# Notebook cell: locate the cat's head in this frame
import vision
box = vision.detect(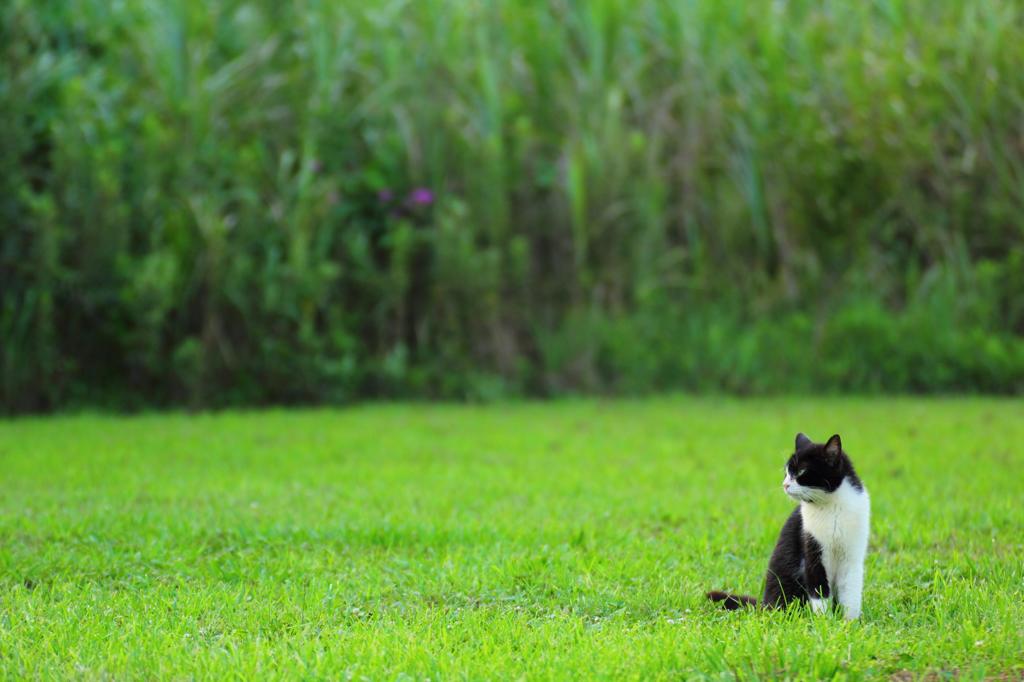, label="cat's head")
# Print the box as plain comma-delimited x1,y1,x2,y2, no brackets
782,433,861,502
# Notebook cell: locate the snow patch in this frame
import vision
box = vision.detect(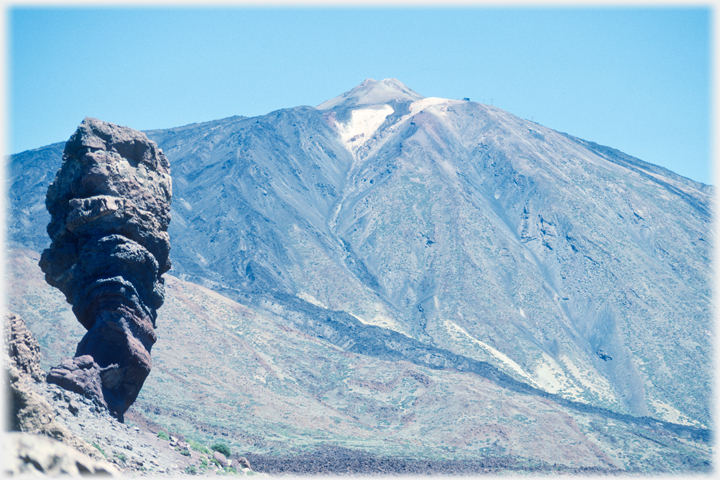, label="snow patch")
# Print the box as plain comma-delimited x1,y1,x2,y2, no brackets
410,97,463,117
335,105,395,154
444,320,532,381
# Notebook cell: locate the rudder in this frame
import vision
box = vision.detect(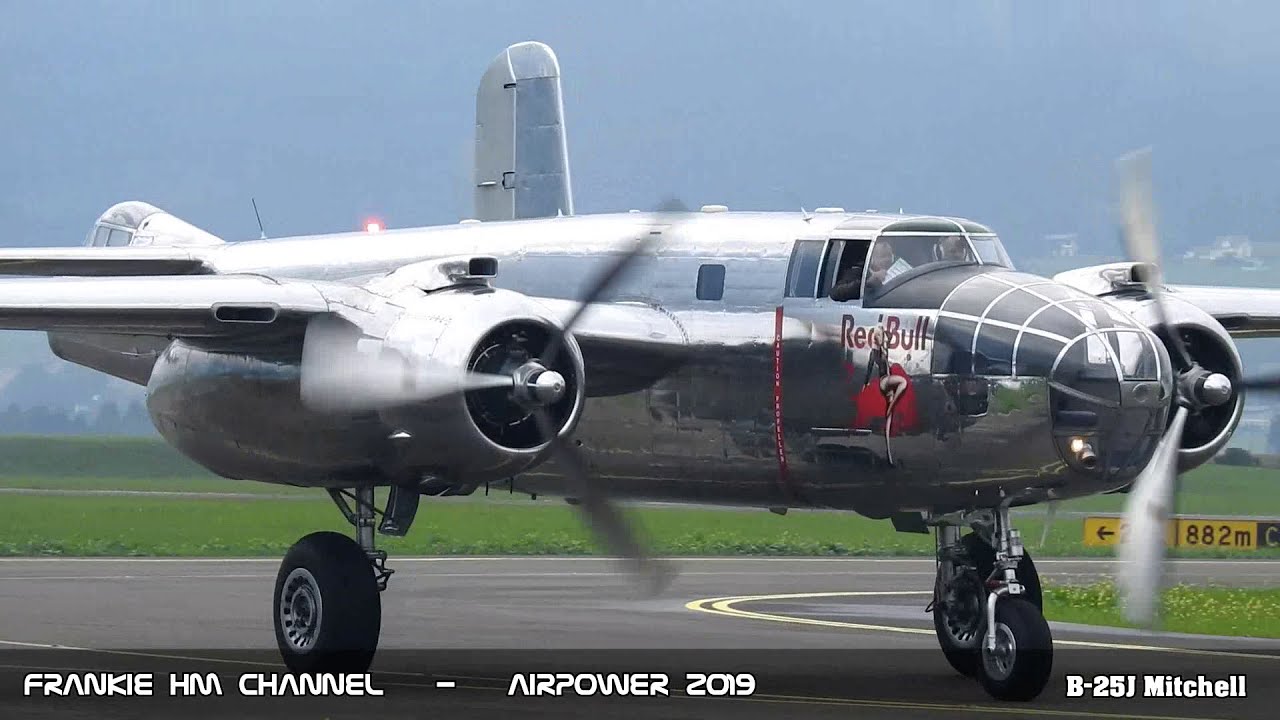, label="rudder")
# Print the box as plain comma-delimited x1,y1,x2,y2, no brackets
475,42,573,220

What to do: Report every line of the data above that contains the string "locate".

Task response:
# Notebook cell: locate the cat's head in this frame
# Notebook cell: locate the snow patch in this frame
# Notebook cell: locate the rudder in this frame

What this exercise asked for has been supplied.